• _Directive_
Which lines in the material below contain the word "negative"? Copy out each of those lines.

• _Supplied information_
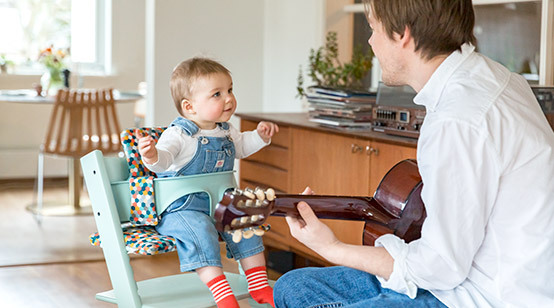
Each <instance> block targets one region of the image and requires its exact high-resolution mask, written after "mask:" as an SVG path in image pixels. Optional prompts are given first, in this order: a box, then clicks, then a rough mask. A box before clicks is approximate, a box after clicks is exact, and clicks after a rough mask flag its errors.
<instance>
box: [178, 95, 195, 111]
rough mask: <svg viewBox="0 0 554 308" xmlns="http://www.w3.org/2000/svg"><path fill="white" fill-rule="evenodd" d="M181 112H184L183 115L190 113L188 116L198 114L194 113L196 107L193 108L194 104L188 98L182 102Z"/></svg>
mask: <svg viewBox="0 0 554 308" xmlns="http://www.w3.org/2000/svg"><path fill="white" fill-rule="evenodd" d="M181 110H183V113H188V114H194V113H196V112H195V111H194V107H193V106H192V103H191V102H190V101H189V100H187V99H186V98H185V99H183V100H182V101H181Z"/></svg>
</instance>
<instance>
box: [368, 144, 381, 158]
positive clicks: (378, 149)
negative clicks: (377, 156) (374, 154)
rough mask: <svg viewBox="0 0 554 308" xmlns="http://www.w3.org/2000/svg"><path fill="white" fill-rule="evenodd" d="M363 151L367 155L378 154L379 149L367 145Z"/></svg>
mask: <svg viewBox="0 0 554 308" xmlns="http://www.w3.org/2000/svg"><path fill="white" fill-rule="evenodd" d="M365 151H366V154H367V155H371V154H375V156H377V155H379V149H376V148H372V147H370V146H369V145H368V146H366V147H365Z"/></svg>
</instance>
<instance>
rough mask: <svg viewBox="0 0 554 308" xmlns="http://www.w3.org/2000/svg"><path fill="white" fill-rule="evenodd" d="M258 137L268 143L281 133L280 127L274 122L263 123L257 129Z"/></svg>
mask: <svg viewBox="0 0 554 308" xmlns="http://www.w3.org/2000/svg"><path fill="white" fill-rule="evenodd" d="M256 131H257V132H258V135H260V137H262V139H263V141H264V142H265V143H268V142H269V140H270V139H271V137H273V135H274V134H276V133H278V132H279V126H277V124H275V123H273V122H266V121H261V122H260V123H258V127H257V128H256Z"/></svg>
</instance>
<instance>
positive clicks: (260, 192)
mask: <svg viewBox="0 0 554 308" xmlns="http://www.w3.org/2000/svg"><path fill="white" fill-rule="evenodd" d="M254 194H256V197H258V200H260V201H264V200H265V193H264V190H263V189H261V188H259V187H256V189H255V190H254Z"/></svg>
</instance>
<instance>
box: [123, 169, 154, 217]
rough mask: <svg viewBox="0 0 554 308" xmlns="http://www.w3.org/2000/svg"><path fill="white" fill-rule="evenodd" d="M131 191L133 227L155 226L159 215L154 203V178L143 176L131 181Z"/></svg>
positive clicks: (141, 176)
mask: <svg viewBox="0 0 554 308" xmlns="http://www.w3.org/2000/svg"><path fill="white" fill-rule="evenodd" d="M129 189H130V190H131V213H130V217H129V221H130V222H131V224H132V225H133V226H155V225H157V224H158V214H157V213H156V204H155V203H154V177H153V176H149V177H146V176H141V177H138V178H130V179H129Z"/></svg>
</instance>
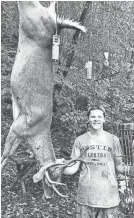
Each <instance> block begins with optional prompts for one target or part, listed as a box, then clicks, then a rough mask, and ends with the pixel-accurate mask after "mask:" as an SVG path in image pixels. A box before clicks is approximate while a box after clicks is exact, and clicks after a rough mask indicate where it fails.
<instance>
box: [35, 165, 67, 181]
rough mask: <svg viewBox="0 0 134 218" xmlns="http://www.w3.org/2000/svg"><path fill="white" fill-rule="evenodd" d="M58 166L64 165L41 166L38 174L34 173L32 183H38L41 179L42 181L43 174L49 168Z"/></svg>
mask: <svg viewBox="0 0 134 218" xmlns="http://www.w3.org/2000/svg"><path fill="white" fill-rule="evenodd" d="M59 165H65V164H64V163H63V164H62V163H49V164H48V165H46V166H43V167H41V168H40V170H39V171H38V173H36V174H35V175H34V176H33V181H34V183H36V182H39V181H40V180H41V179H43V177H44V174H45V172H46V171H47V170H48V169H49V168H50V167H55V166H59Z"/></svg>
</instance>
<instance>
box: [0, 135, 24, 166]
mask: <svg viewBox="0 0 134 218" xmlns="http://www.w3.org/2000/svg"><path fill="white" fill-rule="evenodd" d="M21 142H22V139H16V140H15V142H14V144H13V146H12V148H11V151H10V152H9V150H10V148H9V147H7V148H5V150H4V153H3V156H2V164H1V169H3V167H4V166H5V165H6V163H7V161H8V158H9V157H11V156H12V155H13V154H14V153H15V151H16V149H17V148H18V146H19V145H20V143H21ZM6 146H8V145H6Z"/></svg>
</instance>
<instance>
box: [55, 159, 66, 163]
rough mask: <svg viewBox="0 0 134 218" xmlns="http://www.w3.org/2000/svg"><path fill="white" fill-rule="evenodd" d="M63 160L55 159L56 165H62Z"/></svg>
mask: <svg viewBox="0 0 134 218" xmlns="http://www.w3.org/2000/svg"><path fill="white" fill-rule="evenodd" d="M64 161H65V159H64V158H61V159H56V163H57V164H64Z"/></svg>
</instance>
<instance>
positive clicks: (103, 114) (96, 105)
mask: <svg viewBox="0 0 134 218" xmlns="http://www.w3.org/2000/svg"><path fill="white" fill-rule="evenodd" d="M97 109H98V110H101V111H103V115H104V117H105V116H106V111H105V108H104V107H103V106H102V105H100V104H95V105H92V106H91V107H90V108H89V109H88V112H87V116H88V117H89V115H90V112H91V111H92V110H97Z"/></svg>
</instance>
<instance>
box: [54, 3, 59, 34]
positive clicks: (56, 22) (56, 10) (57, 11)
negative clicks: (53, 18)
mask: <svg viewBox="0 0 134 218" xmlns="http://www.w3.org/2000/svg"><path fill="white" fill-rule="evenodd" d="M55 12H56V35H58V22H57V17H58V16H57V14H58V1H57V2H56V4H55Z"/></svg>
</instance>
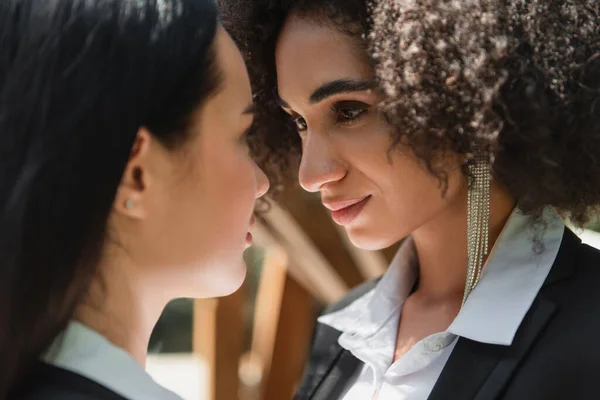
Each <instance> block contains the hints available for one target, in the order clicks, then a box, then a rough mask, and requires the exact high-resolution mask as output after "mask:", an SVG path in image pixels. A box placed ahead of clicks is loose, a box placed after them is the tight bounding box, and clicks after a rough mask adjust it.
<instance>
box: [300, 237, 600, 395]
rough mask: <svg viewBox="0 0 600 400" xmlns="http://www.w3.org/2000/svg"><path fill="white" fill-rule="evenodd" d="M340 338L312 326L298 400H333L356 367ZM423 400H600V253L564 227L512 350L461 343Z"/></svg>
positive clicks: (353, 300) (346, 298)
mask: <svg viewBox="0 0 600 400" xmlns="http://www.w3.org/2000/svg"><path fill="white" fill-rule="evenodd" d="M375 284H376V281H370V282H367V283H366V284H363V285H362V286H359V287H358V288H356V289H354V290H353V291H352V292H350V294H348V295H347V296H346V297H345V298H344V299H342V300H341V301H340V302H339V303H337V304H334V305H333V306H332V307H330V309H328V310H327V311H326V313H330V312H333V311H336V310H339V309H342V308H344V307H345V306H347V305H349V304H350V303H351V302H352V301H354V300H355V299H357V298H359V297H360V296H361V295H363V294H365V293H367V292H368V291H369V290H371V289H372V288H373V287H374V286H375ZM490 312H493V310H490ZM340 334H341V333H340V332H339V331H337V330H335V329H333V328H331V327H329V326H326V325H323V324H317V327H316V330H315V335H314V337H313V345H312V349H311V353H310V359H309V363H308V366H307V368H306V370H305V373H304V377H303V379H302V383H301V385H300V389H299V391H298V394H297V395H296V397H295V400H337V399H338V397H339V396H340V394H341V392H342V390H343V389H344V388H345V387H346V384H347V383H348V380H349V379H350V378H351V377H352V376H353V374H354V373H355V372H356V371H357V369H358V368H359V366H361V362H360V361H359V360H358V359H356V358H355V357H354V356H353V355H352V354H351V353H350V352H349V351H346V350H344V349H343V348H342V347H340V346H339V345H338V342H337V340H338V337H339V336H340ZM428 399H429V400H471V399H473V400H500V399H502V400H580V399H581V400H584V399H585V400H591V399H600V252H599V251H598V250H596V249H593V248H592V247H589V246H587V245H584V244H582V243H581V241H580V240H579V238H577V236H575V234H573V232H571V231H570V230H568V229H566V230H565V234H564V237H563V240H562V243H561V246H560V250H559V252H558V255H557V258H556V260H555V262H554V265H553V266H552V269H551V271H550V274H549V275H548V277H547V279H546V281H545V283H544V285H543V287H542V289H541V290H540V292H539V293H538V295H537V297H536V299H535V301H534V303H533V305H532V306H531V308H530V309H529V312H528V313H527V315H526V316H525V318H524V320H523V322H522V323H521V325H520V327H519V329H518V331H517V334H516V336H515V338H514V341H513V343H512V345H511V346H500V345H491V344H484V343H479V342H475V341H472V340H469V339H465V338H459V339H458V342H457V344H456V346H455V348H454V350H453V351H452V354H451V355H450V358H449V360H448V362H447V363H446V365H445V367H444V369H443V370H442V373H441V375H440V377H439V378H438V381H437V382H436V384H435V386H434V388H433V391H432V392H431V395H430V396H429V398H428Z"/></svg>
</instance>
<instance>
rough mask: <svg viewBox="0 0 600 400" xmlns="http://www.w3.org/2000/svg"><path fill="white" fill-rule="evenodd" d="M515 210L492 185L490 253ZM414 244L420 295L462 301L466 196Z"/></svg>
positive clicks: (434, 222)
mask: <svg viewBox="0 0 600 400" xmlns="http://www.w3.org/2000/svg"><path fill="white" fill-rule="evenodd" d="M514 207H515V200H514V199H513V198H512V197H511V196H509V195H508V193H507V192H506V191H505V190H504V189H502V188H500V187H498V186H497V185H494V184H492V188H491V193H490V225H489V226H490V229H489V249H491V248H492V247H493V245H494V243H495V242H496V240H497V239H498V237H499V235H500V233H501V232H502V229H503V228H504V225H505V224H506V221H507V220H508V218H509V217H510V214H511V213H512V210H513V209H514ZM413 240H414V242H415V248H416V250H417V254H418V259H419V288H418V292H419V294H420V295H421V296H425V297H427V298H429V299H431V300H433V301H436V300H441V301H443V300H444V299H449V298H452V299H456V298H461V296H462V293H463V292H464V288H465V280H466V273H467V264H468V256H467V193H463V195H461V196H460V197H458V198H457V199H455V201H454V202H453V203H452V204H449V206H448V207H447V208H446V209H445V210H444V211H443V212H442V213H440V214H439V215H438V216H437V217H436V218H434V219H432V220H431V221H430V222H428V223H427V224H426V225H424V226H422V227H421V228H419V229H418V230H417V231H416V232H414V233H413ZM486 258H487V257H486ZM484 261H485V260H484Z"/></svg>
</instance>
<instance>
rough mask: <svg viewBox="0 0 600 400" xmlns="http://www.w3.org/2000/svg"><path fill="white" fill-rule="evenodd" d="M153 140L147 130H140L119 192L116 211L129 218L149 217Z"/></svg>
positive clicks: (131, 150)
mask: <svg viewBox="0 0 600 400" xmlns="http://www.w3.org/2000/svg"><path fill="white" fill-rule="evenodd" d="M152 146H153V138H152V136H151V135H150V132H148V130H147V129H146V128H140V129H139V131H138V133H137V136H136V138H135V142H134V144H133V147H132V148H131V154H130V156H129V161H128V162H127V165H126V167H125V171H124V173H123V176H122V178H121V183H120V184H119V188H118V190H117V195H116V197H115V203H114V205H113V207H114V209H115V211H116V212H117V213H118V214H120V215H122V216H124V217H127V218H132V219H138V220H140V219H144V218H146V216H147V215H148V199H147V198H148V188H149V187H150V185H151V184H152V183H151V177H150V175H151V174H150V173H149V171H150V170H151V168H150V163H151V162H152V151H151V148H152Z"/></svg>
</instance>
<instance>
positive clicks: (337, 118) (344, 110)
mask: <svg viewBox="0 0 600 400" xmlns="http://www.w3.org/2000/svg"><path fill="white" fill-rule="evenodd" d="M331 111H332V112H333V114H334V122H335V123H336V124H339V125H350V124H352V123H354V122H357V121H358V120H359V119H360V118H361V117H363V116H364V115H365V114H366V113H367V112H368V111H369V106H368V105H367V104H364V103H362V102H356V101H350V102H349V101H342V102H338V103H335V104H333V105H332V106H331ZM348 114H350V115H348ZM292 121H293V122H294V124H296V129H297V130H298V132H303V131H305V130H306V128H307V126H306V120H305V119H304V118H302V117H301V116H299V115H296V116H294V117H293V118H292ZM300 124H302V126H300Z"/></svg>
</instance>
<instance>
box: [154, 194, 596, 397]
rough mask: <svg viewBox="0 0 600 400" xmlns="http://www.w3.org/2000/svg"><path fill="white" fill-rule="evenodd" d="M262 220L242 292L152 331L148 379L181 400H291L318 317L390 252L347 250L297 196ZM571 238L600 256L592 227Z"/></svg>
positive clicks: (314, 199)
mask: <svg viewBox="0 0 600 400" xmlns="http://www.w3.org/2000/svg"><path fill="white" fill-rule="evenodd" d="M263 218H264V220H263V221H262V222H261V223H258V224H257V227H256V229H255V232H254V234H253V235H254V245H253V247H251V248H250V249H249V250H248V251H247V252H246V263H247V265H248V276H247V279H246V282H245V284H244V285H243V286H242V288H241V289H240V290H239V291H238V292H236V293H235V294H233V295H232V296H229V297H226V298H221V299H209V300H191V299H180V300H175V301H173V302H171V303H170V304H169V305H168V307H167V308H166V309H165V311H164V313H163V315H162V317H161V319H160V320H159V322H158V324H157V326H156V328H155V330H154V333H153V335H152V339H151V341H150V348H149V350H150V355H149V357H148V362H147V370H148V372H149V373H150V374H151V375H152V376H153V377H154V379H155V380H156V381H157V382H159V383H160V384H162V385H163V386H165V387H167V388H169V389H170V390H172V391H173V392H175V393H177V394H179V395H180V396H181V397H183V398H184V399H185V400H237V399H239V400H287V399H291V398H292V396H293V394H294V393H295V390H296V387H297V385H298V383H299V380H300V378H301V376H302V371H303V367H304V363H305V362H306V358H307V355H308V350H309V346H310V341H311V338H312V332H313V328H314V323H315V319H316V317H317V316H318V315H319V313H320V312H321V311H322V310H323V307H326V306H327V304H329V303H331V302H334V301H335V300H337V299H339V298H340V297H341V296H343V295H344V293H345V292H346V291H347V290H349V289H350V288H352V287H354V286H356V285H358V284H360V283H361V282H364V281H365V280H369V279H372V278H375V277H378V276H380V275H381V274H383V273H384V272H385V269H386V268H387V265H388V263H389V261H390V260H391V258H392V256H393V255H394V253H395V251H396V249H397V246H393V247H391V248H389V249H385V250H383V251H379V252H369V251H363V250H360V249H358V248H356V247H354V246H353V245H352V244H351V243H350V242H349V241H348V240H347V237H346V235H345V233H344V231H343V229H341V228H340V227H338V226H337V225H335V224H334V223H333V221H332V220H331V218H330V216H329V212H328V211H327V210H326V209H325V208H324V207H323V206H322V205H321V202H320V197H319V196H318V195H316V194H311V193H307V192H304V191H302V190H301V189H299V188H298V189H294V190H290V191H288V192H287V193H286V194H285V195H284V196H283V198H281V199H280V202H279V204H273V205H272V208H271V210H270V212H269V213H267V214H265V215H264V216H263ZM575 232H576V233H577V234H578V235H580V236H581V237H582V239H583V240H584V242H587V243H589V244H590V245H592V246H594V247H597V248H600V233H597V232H600V220H596V221H593V222H592V223H591V224H590V225H589V226H588V228H587V229H585V230H576V231H575Z"/></svg>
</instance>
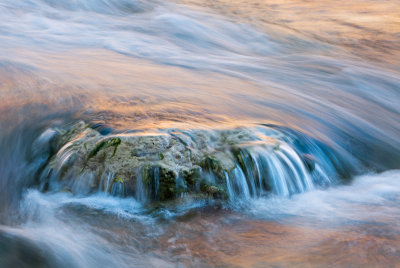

• _Result of the task_
negative clicks: (377, 156) (374, 154)
negative clicks: (53, 18)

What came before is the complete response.